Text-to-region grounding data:
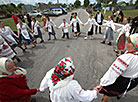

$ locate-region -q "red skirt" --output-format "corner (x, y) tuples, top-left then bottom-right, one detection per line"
(117, 34), (126, 50)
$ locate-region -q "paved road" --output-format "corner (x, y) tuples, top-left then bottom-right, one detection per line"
(15, 9), (138, 102)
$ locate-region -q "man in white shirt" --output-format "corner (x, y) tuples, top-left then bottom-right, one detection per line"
(95, 10), (104, 34)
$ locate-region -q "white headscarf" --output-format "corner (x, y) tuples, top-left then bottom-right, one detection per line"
(0, 57), (26, 78)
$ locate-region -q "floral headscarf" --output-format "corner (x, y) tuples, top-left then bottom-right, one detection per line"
(130, 34), (138, 50)
(50, 57), (75, 90)
(0, 57), (26, 78)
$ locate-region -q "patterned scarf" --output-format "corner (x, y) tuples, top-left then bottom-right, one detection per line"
(50, 57), (75, 90)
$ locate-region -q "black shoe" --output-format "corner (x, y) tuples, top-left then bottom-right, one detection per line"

What is expected: Return the preceding entries verbatim, with the pictures excluded.

Solved problem:
$ locate-region -q "red skirt" --output-format "corner (x, y) tuples, top-left then bottom-right, one detection per line"
(117, 34), (126, 50)
$ locate-region -q "paved road" --output-format "corner (x, y) tuples, top-left then bottom-right, one detection per line"
(15, 9), (138, 102)
$ locate-region -q "man in white shirt" --output-format "corner (x, y) tuples, top-left then bottom-right, one detection per line"
(95, 10), (104, 34)
$ locate-region -q "white headscarf" --output-format "corner (x, y) tuples, top-left then bottom-right, one detection per line"
(0, 57), (26, 78)
$ locate-region -q "floral headscarf" --output-format "corner (x, y) tuples, top-left then bottom-right, one detection per line"
(130, 34), (138, 50)
(50, 57), (75, 90)
(0, 57), (26, 78)
$ locate-region -q "patterned scarf" --output-format "corner (x, y) tuples, top-left then bottom-right, one detection per line"
(50, 57), (75, 90)
$ locate-region -q "black shoe" --output-format "corner (x, y) tuples, top-left then bottom-right, one detection per line"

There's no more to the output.